── Information provided ──
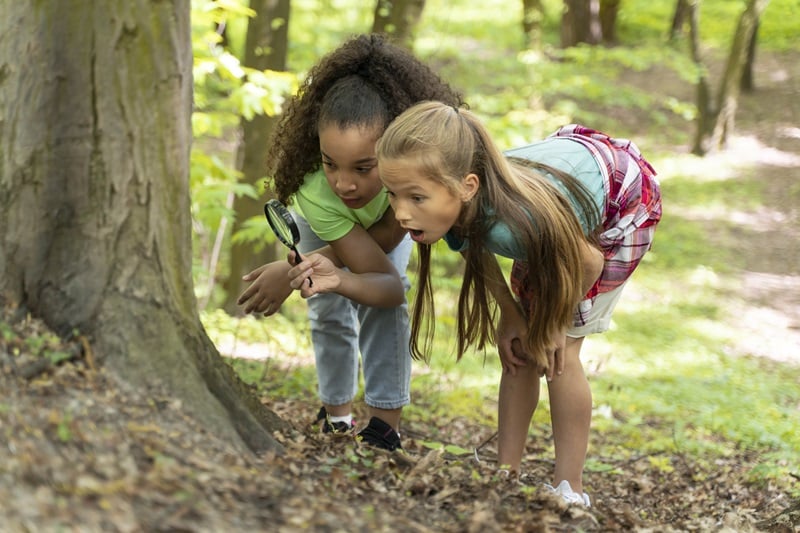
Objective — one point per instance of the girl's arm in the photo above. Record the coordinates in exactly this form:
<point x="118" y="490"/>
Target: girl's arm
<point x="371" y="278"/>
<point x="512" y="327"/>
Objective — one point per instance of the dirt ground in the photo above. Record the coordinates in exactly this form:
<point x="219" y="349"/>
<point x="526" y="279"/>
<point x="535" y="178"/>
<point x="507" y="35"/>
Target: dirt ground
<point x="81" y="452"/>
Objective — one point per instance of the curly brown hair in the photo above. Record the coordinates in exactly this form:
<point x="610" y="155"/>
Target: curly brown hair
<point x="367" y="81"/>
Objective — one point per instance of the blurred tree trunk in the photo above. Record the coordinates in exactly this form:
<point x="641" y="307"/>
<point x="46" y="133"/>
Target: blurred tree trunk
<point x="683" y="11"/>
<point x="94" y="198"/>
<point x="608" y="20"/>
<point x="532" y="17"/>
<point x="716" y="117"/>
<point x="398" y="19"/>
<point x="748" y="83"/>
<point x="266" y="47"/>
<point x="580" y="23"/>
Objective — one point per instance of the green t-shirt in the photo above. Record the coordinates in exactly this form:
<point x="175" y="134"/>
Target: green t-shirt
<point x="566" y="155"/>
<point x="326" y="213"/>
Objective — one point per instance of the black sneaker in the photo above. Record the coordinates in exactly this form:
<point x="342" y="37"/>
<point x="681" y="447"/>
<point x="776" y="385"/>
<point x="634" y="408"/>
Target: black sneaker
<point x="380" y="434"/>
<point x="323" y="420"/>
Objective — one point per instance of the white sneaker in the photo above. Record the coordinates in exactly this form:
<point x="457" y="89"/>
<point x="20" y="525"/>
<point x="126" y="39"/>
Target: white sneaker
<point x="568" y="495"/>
───
── Information provided ──
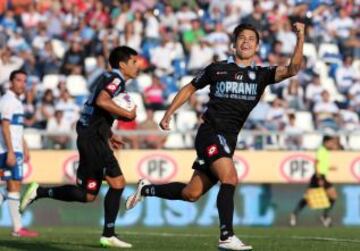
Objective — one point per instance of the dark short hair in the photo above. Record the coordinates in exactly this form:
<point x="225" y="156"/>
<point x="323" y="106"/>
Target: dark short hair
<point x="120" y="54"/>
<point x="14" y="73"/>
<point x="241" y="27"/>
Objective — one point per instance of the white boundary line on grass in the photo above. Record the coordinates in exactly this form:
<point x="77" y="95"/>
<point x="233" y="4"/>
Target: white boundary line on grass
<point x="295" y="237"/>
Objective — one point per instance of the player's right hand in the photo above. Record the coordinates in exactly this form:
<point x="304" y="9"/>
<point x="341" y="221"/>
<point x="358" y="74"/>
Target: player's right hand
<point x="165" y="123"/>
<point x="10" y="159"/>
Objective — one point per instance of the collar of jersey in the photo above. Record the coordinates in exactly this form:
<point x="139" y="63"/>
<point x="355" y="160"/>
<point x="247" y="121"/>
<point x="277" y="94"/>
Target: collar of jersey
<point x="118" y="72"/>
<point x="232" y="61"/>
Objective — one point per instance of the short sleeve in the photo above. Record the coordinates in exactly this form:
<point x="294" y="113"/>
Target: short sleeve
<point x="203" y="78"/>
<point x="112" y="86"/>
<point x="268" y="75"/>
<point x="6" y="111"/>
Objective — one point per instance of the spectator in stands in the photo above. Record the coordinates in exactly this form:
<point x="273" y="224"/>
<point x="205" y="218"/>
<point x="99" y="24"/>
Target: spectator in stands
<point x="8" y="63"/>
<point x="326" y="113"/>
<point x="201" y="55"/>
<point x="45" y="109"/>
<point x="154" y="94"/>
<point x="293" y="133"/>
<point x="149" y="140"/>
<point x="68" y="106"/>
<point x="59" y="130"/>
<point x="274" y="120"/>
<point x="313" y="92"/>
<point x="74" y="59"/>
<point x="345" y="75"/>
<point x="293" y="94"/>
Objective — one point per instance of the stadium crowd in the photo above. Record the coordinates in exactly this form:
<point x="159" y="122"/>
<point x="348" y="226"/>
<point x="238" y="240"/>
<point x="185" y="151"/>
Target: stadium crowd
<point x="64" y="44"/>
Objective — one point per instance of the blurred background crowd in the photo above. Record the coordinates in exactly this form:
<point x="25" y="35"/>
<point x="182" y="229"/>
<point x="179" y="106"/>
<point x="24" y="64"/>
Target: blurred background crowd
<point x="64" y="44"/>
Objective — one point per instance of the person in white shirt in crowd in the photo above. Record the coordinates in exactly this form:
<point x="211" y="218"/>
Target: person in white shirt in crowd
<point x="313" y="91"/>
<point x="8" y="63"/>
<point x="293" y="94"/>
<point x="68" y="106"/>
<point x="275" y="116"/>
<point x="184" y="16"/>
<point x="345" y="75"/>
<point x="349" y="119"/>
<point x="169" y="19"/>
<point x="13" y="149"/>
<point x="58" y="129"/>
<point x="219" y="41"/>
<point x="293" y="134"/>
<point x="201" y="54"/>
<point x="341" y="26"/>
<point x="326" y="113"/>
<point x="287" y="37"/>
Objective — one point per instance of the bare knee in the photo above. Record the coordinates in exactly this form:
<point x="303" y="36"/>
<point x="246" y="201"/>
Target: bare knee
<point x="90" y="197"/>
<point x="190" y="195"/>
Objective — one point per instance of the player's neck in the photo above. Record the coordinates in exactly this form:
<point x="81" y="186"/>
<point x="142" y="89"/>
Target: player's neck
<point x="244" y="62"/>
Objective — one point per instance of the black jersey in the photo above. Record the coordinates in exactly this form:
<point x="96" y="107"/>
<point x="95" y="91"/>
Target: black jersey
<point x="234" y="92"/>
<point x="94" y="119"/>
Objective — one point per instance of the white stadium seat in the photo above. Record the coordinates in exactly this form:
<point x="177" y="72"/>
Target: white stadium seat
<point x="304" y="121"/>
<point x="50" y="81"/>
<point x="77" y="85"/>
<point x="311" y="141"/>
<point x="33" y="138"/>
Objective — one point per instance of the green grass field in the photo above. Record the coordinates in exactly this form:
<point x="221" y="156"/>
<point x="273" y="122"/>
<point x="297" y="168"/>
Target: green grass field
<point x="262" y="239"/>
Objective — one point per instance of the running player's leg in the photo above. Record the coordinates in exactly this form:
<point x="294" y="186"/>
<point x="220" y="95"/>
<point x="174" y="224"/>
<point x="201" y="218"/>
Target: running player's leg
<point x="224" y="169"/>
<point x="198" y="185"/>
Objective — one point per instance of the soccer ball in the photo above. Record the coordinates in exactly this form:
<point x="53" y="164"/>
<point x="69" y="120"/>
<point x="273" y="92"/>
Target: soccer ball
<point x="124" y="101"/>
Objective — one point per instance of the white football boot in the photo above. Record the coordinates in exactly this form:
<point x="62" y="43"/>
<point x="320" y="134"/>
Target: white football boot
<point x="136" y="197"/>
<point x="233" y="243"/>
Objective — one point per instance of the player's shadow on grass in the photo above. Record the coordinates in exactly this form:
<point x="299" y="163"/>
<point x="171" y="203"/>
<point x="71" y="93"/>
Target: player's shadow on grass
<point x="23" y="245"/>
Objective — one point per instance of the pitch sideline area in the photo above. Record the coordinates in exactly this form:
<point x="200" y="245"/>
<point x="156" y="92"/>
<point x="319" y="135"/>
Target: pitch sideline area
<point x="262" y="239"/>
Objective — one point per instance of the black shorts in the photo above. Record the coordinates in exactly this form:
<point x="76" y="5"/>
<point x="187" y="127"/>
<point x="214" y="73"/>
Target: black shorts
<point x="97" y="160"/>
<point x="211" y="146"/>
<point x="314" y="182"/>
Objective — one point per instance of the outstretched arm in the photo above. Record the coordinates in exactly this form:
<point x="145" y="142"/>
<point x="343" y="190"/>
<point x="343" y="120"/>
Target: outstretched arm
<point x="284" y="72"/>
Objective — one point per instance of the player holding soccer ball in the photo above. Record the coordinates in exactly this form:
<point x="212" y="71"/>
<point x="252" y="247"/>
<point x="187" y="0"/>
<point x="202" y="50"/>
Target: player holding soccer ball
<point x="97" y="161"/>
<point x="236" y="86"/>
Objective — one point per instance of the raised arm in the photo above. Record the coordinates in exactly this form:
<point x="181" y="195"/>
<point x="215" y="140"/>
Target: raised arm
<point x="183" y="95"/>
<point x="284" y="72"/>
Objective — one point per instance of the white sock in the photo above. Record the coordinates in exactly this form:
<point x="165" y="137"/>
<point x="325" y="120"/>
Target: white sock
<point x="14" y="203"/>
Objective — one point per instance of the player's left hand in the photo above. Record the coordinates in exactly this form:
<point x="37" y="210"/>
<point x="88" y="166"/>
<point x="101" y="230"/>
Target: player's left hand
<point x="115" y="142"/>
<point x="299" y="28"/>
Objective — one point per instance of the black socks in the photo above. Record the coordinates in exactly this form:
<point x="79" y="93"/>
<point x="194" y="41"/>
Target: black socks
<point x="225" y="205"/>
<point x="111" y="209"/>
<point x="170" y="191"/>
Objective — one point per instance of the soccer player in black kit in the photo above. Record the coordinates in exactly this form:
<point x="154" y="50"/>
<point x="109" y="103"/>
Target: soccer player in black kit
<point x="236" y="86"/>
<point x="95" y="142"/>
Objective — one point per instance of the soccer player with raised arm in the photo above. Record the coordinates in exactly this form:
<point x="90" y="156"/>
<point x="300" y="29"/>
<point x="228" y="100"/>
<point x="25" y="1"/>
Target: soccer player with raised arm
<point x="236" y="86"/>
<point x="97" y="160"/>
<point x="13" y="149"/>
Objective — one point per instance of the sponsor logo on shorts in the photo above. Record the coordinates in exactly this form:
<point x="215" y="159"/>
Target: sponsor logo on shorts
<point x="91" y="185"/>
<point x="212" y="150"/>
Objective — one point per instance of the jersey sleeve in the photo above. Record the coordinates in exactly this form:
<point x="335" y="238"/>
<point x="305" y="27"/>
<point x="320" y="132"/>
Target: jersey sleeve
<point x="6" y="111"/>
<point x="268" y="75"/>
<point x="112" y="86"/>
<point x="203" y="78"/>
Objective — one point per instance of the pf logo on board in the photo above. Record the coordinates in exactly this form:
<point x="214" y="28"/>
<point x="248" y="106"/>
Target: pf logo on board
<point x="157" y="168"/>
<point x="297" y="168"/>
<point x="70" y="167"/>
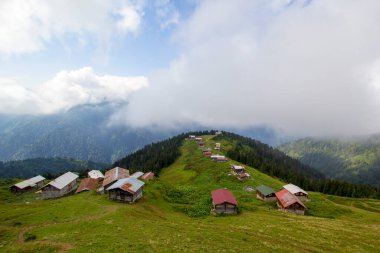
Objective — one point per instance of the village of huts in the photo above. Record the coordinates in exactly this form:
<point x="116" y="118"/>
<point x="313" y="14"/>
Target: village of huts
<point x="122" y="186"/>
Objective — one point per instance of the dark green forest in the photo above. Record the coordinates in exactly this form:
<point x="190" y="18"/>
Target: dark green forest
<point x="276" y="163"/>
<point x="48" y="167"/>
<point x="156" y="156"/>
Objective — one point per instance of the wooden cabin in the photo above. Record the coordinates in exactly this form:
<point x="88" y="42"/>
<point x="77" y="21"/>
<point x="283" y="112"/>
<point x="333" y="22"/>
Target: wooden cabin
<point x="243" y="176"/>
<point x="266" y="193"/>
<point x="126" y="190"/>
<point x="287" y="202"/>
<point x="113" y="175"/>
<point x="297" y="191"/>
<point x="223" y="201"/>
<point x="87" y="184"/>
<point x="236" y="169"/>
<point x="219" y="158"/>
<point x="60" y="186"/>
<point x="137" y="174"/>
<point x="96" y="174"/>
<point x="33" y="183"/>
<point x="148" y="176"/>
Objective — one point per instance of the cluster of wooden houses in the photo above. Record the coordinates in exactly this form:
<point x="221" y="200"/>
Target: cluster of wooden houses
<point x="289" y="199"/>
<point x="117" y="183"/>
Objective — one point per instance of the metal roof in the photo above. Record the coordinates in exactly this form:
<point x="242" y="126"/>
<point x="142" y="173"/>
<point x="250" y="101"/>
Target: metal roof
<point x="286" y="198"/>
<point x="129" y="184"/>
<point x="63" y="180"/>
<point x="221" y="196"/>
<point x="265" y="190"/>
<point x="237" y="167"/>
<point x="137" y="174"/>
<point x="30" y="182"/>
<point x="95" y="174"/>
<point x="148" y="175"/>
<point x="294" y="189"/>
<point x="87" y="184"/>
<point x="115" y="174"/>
───
── Information provided ──
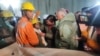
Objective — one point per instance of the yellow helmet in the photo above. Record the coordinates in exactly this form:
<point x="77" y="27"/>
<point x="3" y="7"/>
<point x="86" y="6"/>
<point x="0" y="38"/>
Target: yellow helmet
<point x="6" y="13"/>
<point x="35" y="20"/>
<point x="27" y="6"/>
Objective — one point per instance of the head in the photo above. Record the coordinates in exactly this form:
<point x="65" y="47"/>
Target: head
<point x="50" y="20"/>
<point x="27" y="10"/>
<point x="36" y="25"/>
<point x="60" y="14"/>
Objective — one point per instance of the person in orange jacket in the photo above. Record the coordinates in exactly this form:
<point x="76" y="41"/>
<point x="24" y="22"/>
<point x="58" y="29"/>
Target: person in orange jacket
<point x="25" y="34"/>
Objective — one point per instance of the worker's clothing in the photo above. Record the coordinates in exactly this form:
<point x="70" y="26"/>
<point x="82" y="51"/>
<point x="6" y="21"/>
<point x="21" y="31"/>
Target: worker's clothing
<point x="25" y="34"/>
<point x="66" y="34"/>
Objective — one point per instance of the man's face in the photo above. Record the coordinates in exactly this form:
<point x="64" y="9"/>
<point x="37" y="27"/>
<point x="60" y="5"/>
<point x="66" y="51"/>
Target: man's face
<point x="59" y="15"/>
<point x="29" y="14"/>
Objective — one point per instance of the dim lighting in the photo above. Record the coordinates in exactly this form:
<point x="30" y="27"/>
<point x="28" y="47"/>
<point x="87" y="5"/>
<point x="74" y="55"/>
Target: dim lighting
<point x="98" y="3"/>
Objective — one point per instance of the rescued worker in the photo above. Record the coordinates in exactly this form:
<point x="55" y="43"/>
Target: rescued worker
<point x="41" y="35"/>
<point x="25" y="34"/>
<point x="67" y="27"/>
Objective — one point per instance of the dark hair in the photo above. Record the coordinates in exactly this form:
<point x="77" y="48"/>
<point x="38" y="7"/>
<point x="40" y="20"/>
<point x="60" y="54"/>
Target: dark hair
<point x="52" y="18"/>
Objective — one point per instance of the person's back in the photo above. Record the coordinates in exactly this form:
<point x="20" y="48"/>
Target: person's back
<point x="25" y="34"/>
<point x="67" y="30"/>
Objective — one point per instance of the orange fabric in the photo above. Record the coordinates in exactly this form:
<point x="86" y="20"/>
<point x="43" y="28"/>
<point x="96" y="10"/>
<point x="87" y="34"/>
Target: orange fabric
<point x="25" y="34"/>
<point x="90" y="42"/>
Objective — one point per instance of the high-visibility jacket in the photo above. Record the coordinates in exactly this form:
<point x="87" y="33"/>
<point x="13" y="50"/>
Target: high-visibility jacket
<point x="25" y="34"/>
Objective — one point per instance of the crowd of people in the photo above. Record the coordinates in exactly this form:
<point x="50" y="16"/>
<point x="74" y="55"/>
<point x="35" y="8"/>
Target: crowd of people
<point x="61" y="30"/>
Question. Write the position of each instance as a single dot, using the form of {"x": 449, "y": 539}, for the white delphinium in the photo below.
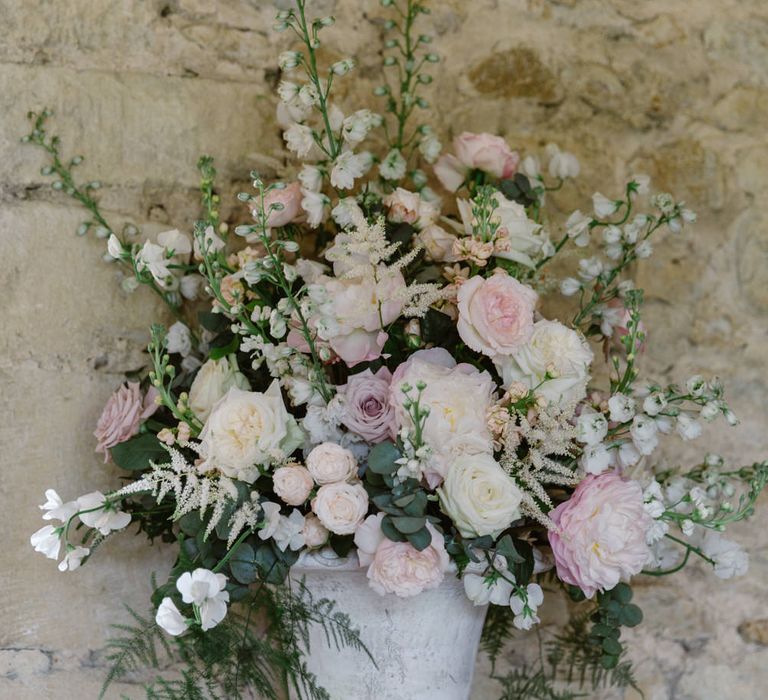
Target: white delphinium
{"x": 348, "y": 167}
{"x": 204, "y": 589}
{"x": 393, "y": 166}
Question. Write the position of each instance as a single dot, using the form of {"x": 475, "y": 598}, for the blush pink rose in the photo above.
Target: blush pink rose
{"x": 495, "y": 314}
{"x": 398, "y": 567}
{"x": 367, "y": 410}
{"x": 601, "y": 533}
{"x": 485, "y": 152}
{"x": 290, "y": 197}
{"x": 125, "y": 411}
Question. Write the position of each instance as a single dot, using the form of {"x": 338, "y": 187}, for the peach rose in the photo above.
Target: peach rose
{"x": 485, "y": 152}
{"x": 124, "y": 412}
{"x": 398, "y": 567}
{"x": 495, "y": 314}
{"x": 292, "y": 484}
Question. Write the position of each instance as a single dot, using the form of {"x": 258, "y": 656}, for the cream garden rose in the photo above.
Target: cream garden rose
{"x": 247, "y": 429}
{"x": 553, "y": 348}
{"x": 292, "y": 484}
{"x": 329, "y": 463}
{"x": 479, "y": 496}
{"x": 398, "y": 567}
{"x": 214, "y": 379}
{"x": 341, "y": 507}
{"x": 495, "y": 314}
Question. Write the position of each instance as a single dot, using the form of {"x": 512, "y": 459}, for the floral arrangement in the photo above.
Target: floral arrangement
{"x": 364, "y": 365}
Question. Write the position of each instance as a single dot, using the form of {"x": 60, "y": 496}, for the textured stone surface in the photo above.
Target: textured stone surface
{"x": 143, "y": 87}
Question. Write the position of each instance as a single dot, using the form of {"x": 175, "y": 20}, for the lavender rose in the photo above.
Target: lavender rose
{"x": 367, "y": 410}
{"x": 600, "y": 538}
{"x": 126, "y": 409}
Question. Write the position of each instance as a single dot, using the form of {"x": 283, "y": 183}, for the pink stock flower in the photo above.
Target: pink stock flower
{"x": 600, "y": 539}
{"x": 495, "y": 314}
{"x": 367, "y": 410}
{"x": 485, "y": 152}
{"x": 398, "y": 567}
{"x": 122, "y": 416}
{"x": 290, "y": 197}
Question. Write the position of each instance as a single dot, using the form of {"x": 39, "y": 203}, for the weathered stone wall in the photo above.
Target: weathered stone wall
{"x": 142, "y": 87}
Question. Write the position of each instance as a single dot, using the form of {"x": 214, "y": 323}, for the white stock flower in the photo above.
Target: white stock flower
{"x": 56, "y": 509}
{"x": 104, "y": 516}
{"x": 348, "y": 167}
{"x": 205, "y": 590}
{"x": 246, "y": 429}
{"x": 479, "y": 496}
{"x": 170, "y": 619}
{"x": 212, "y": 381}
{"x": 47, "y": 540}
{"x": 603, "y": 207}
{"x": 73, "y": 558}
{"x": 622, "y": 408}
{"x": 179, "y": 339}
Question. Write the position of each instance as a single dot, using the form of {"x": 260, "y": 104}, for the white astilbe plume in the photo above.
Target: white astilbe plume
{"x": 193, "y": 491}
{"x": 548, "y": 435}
───
Taking the entries above, restate exactly those lines that fall between the line with "garden rose in the photo above." and the line with "pink stock flower in the photo above.", keeping both of those lines too.

Output of the task.
Question. Write the position of each instance as a single dot, using the form of {"x": 258, "y": 656}, for the cream garden rose in the photo above.
Target: cream garden rose
{"x": 247, "y": 429}
{"x": 553, "y": 348}
{"x": 292, "y": 484}
{"x": 329, "y": 463}
{"x": 479, "y": 496}
{"x": 398, "y": 567}
{"x": 214, "y": 379}
{"x": 341, "y": 507}
{"x": 495, "y": 314}
Question. Write the position of each instance as a single dot, using the form of {"x": 512, "y": 459}, for the floral arrangement in the photo above.
Target: floral arrangement
{"x": 364, "y": 365}
Question. Write the position of each instance as a single dot, using the form of {"x": 60, "y": 496}, for the textured stone surface in the photo above.
Target: textured stone surface
{"x": 143, "y": 87}
Question. Write the position of each instance as a single dot, using the form of {"x": 175, "y": 20}, for the lavender rose in the photo above.
Target: lavender rose
{"x": 367, "y": 410}
{"x": 600, "y": 538}
{"x": 126, "y": 409}
Question. Write the position of each instance as a single dot, using the form of {"x": 283, "y": 183}, for the pink stock flower in the photo above.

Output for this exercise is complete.